• YOUR OBJECTIVE
Please copy out the interview excerpt below word for word, in full.

Top of EXCERPT TO READ

Jeff: Oh man. It's all so amazing. I saw a Youtube video of Dallas Green, the frontman of City and Colour, a band from Canada I was geeking out on a year or so ago playing acoustically in a guitar center store. I talked with my manager Allie about how to make that happen and she showed me the contest entry page that would ultimately make that and many other amazing things happen for the winner. We entered.
antiMusic: what did you have to do? What was the process from start to finish?
Jeff: We set up a profile on the contest page and asked fans to help us stand out via support, which helped us rise to the top. They flew the other 9 finalists and I to L.A. for an amazing and educational week and we all played one song at hotel cafe at the end for john shanks and he picked me as the winner. It was/is such an honor.
antiMusic: Were you ever in doubt you would win, or did you think someone else had it in the bag?
Jeff: The other finalists were all so amazing. It could've been any of us.
antiMusic: You put out your first solo acoustic album, Stop and Go. Talk a little bit about this album.

Bottom of EXCERPT TO READ
Top of MATERIAL PROVIDED

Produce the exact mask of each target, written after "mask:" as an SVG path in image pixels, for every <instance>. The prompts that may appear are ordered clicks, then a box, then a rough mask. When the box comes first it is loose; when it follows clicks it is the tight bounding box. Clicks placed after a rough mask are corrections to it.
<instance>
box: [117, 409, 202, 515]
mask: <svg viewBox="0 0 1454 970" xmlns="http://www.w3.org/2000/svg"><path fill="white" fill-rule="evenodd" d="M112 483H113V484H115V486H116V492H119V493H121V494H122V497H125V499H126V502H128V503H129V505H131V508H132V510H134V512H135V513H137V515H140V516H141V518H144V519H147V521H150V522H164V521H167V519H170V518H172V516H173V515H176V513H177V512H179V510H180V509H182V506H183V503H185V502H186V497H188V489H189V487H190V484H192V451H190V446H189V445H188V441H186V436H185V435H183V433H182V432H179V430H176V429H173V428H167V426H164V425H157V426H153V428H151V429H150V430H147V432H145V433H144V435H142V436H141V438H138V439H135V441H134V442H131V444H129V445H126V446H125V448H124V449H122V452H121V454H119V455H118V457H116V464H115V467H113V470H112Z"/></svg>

Bottom of MATERIAL PROVIDED

• ANSWER
Jeff: Oh man. It's all so amazing. I saw a Youtube video of Dallas Green, the frontman of City and Colour, a band from Canada I was geeking out on a year or so ago playing acoustically in a guitar center store. I talked with my manager Allie about how to make that happen and she showed me the contest entry page that would ultimately make that and many other amazing things happen for the winner. We entered.
antiMusic: what did you have to do? What was the process from start to finish?
Jeff: We set up a profile on the contest page and asked fans to help us stand out via support, which helped us rise to the top. They flew the other 9 finalists and I to L.A. for an amazing and educational week and we all played one song at hotel cafe at the end for john shanks and he picked me as the winner. It was/is such an honor.
antiMusic: Were you ever in doubt you would win, or did you think someone else had it in the bag?
Jeff: The other finalists were all so amazing. It could've been any of us.
antiMusic: You put out your first solo acoustic album, Stop and Go. Talk a little bit about this album.